# Start of RECORDS FOR THE TASK

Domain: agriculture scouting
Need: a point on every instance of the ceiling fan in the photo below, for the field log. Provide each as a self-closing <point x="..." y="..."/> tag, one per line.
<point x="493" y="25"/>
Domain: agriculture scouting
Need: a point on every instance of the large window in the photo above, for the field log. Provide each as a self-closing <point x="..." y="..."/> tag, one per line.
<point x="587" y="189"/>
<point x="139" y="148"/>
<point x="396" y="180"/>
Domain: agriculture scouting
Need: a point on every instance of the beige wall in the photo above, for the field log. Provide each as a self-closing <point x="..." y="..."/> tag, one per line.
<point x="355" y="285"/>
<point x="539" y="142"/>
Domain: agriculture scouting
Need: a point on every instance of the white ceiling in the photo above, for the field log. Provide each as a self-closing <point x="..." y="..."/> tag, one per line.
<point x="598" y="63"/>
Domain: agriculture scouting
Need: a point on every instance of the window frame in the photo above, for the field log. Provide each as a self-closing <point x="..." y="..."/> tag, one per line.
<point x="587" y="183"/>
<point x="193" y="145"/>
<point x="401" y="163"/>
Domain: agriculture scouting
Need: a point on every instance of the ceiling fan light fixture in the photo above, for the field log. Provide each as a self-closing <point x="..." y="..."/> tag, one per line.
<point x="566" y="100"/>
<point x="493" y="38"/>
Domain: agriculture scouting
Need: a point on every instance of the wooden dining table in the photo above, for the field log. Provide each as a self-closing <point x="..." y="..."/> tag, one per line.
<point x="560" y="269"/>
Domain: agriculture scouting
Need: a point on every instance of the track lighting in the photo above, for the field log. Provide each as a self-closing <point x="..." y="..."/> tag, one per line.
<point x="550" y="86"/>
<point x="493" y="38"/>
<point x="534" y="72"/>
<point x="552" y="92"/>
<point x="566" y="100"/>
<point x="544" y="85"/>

# End of RECORDS FOR THE TASK

> [YOUR GOAL]: Write down all the entries again without a single difference.

> [OUTPUT BELOW]:
Domain: agriculture scouting
Need: a point on every instance of the ceiling fan in the photo below, for the field log. Provide each as a self-closing <point x="..." y="..."/> tag, one per line.
<point x="493" y="25"/>
Domain: agriculture scouting
Need: a point on every instance of the large window in the photo above, for the field log. Provide each as a self-closing <point x="..." y="..."/> tag, one per line.
<point x="587" y="189"/>
<point x="139" y="148"/>
<point x="396" y="180"/>
Domain: agriculture scouting
Need: a point on every instance of the beige wall in the photo above, for the field log. Provide each as a self-closing <point x="..." y="..."/> tag, one per line.
<point x="355" y="285"/>
<point x="539" y="142"/>
Domain: agriculture scouting
Need: a point on every instance of the white ceiling in the photo above, for the field log. Provide each as a self-closing <point x="..." y="..."/> tag, one per line.
<point x="598" y="63"/>
Domain: agriculture scouting
Need: a point on every instance of the window frame in the photo above, for the field log. Provide each as a self-closing <point x="..." y="..."/> tag, one per line.
<point x="587" y="183"/>
<point x="193" y="145"/>
<point x="401" y="163"/>
Domain: agriculture scouting
Need: a point on every instance of the ceiling fan light fixture in the photo above, for the field log. Provide each as a self-closing <point x="..." y="..."/> tag, one per line.
<point x="566" y="100"/>
<point x="493" y="38"/>
Domain: agriculture scouting
Need: a point on every instance of the wooden dining table in the photo above, for the field log. Provide each as a self-closing <point x="..." y="..."/> tag, one per line.
<point x="560" y="269"/>
Domain: agriculture scouting
Need: a point on every instance of the track lighting in the photo above, for the field log. Provide each as a self-closing <point x="..." y="..."/> tag, one per line.
<point x="550" y="86"/>
<point x="493" y="38"/>
<point x="534" y="72"/>
<point x="552" y="92"/>
<point x="566" y="100"/>
<point x="544" y="85"/>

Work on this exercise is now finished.